(Given task): Please write what comes next in the forum post on video encoding below, starting right after its last sentence.

(Source extract):
:::::

This thread is for you.


The purpose of this thread is to have a place where users can ask questions about video encoding and to explain a few things in general.
While I'm by no means a professional, I have learned a few things over the years, so here are some general explanations:

Format and Codec:
The first choice to be made: What format should you use? In short, the format is the "container" which holds all the information of the video. There are lots of container formats. Examples of widespread and mostly used formats are .mp4, .wmv, .avi and .webm. While .avi and .wmv are old formats and usage decreases and the usage of of the newer .webm format increases.
If you want to make sure that the most of your audience can watch your videos, it's best to use a well known and supported format like .mp4, almost every device can handle it.
The codec is in simple terms the algorythm that decides how the video is encoded and decoded.

:::::

(Saved entries):
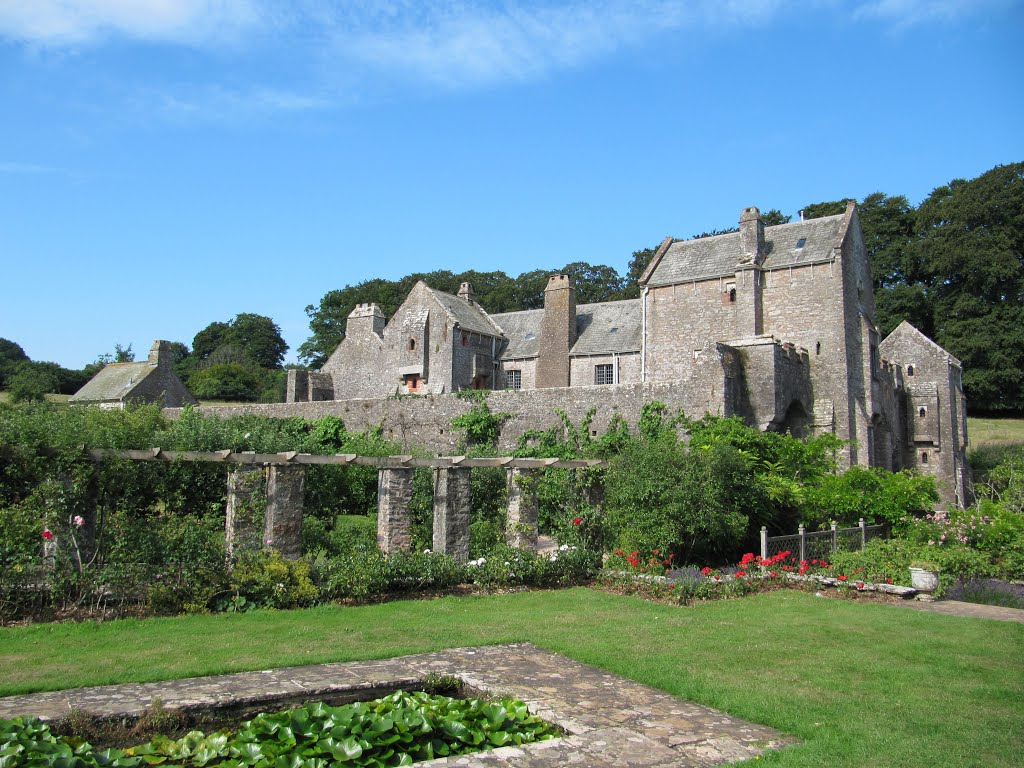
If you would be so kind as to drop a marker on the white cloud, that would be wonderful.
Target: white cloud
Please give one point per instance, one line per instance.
(66, 22)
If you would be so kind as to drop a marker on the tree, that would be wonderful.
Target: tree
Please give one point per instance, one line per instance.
(260, 338)
(226, 381)
(209, 339)
(594, 283)
(10, 355)
(971, 244)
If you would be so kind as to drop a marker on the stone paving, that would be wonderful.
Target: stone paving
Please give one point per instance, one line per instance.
(610, 722)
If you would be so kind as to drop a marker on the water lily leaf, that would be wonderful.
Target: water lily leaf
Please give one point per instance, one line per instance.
(250, 754)
(499, 738)
(347, 749)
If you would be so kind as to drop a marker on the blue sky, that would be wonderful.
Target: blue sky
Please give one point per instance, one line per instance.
(169, 163)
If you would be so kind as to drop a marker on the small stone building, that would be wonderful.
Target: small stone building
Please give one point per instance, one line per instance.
(775, 325)
(153, 380)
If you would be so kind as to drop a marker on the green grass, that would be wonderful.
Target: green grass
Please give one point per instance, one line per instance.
(994, 432)
(861, 684)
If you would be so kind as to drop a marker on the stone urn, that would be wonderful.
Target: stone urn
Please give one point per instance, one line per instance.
(925, 577)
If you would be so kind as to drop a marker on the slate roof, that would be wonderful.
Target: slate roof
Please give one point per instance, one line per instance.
(601, 329)
(469, 316)
(713, 257)
(113, 383)
(908, 330)
(522, 330)
(608, 327)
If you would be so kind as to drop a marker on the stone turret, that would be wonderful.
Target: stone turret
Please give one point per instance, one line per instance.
(752, 237)
(161, 352)
(558, 333)
(365, 320)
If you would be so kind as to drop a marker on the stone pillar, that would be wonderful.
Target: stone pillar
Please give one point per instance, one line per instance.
(286, 486)
(520, 531)
(243, 519)
(394, 520)
(452, 512)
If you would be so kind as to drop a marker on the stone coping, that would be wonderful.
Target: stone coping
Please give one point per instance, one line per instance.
(609, 721)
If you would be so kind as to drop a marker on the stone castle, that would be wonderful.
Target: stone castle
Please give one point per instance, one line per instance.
(774, 325)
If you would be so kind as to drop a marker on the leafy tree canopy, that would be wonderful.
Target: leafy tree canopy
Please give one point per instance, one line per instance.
(252, 338)
(953, 266)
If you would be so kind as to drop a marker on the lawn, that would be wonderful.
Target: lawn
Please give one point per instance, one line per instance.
(994, 431)
(861, 684)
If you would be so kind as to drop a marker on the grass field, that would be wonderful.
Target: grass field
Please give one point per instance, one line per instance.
(994, 431)
(860, 684)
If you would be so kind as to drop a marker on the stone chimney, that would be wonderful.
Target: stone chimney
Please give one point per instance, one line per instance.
(752, 237)
(557, 333)
(365, 320)
(750, 281)
(160, 352)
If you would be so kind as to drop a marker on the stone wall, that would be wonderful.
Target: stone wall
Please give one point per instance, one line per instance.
(582, 368)
(425, 421)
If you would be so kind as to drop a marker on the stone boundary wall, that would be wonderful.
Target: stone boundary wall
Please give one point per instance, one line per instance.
(425, 421)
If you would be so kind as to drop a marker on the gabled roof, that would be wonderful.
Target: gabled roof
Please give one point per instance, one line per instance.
(113, 383)
(523, 332)
(468, 315)
(601, 329)
(608, 327)
(907, 332)
(704, 258)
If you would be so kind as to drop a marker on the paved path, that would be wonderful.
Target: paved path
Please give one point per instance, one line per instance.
(610, 722)
(957, 608)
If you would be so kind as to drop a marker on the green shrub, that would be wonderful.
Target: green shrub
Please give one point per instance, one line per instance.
(697, 503)
(265, 580)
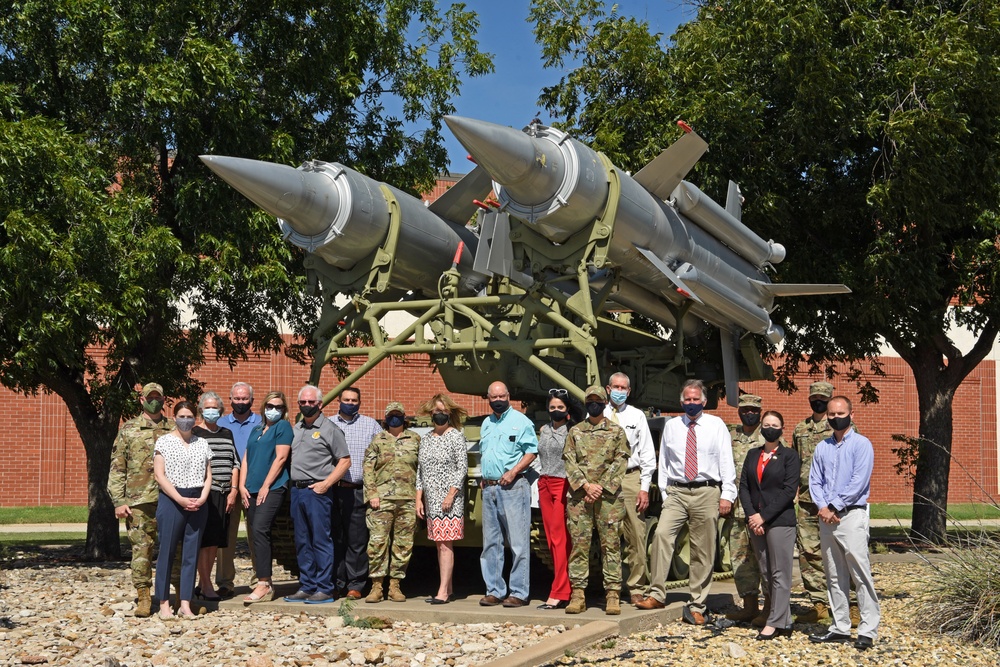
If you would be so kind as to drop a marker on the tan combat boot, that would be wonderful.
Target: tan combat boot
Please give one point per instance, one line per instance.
(577, 602)
(395, 594)
(749, 611)
(760, 620)
(820, 613)
(376, 593)
(614, 605)
(144, 605)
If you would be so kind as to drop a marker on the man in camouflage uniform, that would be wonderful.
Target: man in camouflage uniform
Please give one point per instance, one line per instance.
(596, 455)
(319, 459)
(390, 478)
(746, 573)
(808, 433)
(133, 487)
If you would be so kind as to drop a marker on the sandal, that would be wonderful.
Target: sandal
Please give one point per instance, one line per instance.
(266, 596)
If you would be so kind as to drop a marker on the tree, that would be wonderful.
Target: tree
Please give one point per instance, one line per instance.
(865, 136)
(121, 257)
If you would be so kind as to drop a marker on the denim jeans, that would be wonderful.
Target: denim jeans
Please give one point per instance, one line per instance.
(506, 515)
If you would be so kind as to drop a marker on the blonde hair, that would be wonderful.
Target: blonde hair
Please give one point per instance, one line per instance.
(456, 413)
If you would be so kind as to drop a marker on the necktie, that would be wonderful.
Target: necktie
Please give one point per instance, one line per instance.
(691, 454)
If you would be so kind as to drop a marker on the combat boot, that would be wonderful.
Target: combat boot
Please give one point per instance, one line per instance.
(749, 611)
(760, 620)
(376, 593)
(577, 602)
(820, 613)
(614, 605)
(144, 605)
(395, 594)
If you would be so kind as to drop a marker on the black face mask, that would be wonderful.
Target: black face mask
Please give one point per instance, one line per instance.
(771, 434)
(839, 423)
(240, 408)
(818, 405)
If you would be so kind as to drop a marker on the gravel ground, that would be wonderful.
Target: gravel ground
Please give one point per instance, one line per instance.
(900, 643)
(58, 611)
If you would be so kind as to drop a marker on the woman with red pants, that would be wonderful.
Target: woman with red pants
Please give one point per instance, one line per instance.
(552, 489)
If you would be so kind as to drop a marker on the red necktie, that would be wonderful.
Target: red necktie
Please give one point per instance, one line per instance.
(691, 454)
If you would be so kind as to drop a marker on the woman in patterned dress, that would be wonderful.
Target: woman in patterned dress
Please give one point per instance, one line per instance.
(442, 466)
(182, 466)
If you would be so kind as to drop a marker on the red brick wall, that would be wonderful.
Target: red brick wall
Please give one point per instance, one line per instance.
(42, 461)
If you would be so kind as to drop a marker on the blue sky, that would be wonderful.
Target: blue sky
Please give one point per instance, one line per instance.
(509, 96)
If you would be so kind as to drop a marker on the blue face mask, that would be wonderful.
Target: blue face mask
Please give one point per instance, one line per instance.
(693, 409)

:::::

(Response):
Most video editing programs give you the chance to change the codecs settings. Here are the most common and (imo) most important ones with some information:

Quality:
Is what it says. Sometimes called rate factor (RF). Lower values produce higher quality videos, but higher values reduce the filesize.

Colorspace:
Specifies how colors get organized.
Example:
If you can choose between YUV 4:2:0 and YUV 4:2:2, YUV is the color scheme and the numbers basically tell you how colors are stored.

4:2:0 means from every group of 4 horizontal and 2 vertical pixels only the 2 colors from the top row are stored and expanded for to the bottom. When using 4:2:2, the 2 colors from the bottom row are also stored and expanded to the top row.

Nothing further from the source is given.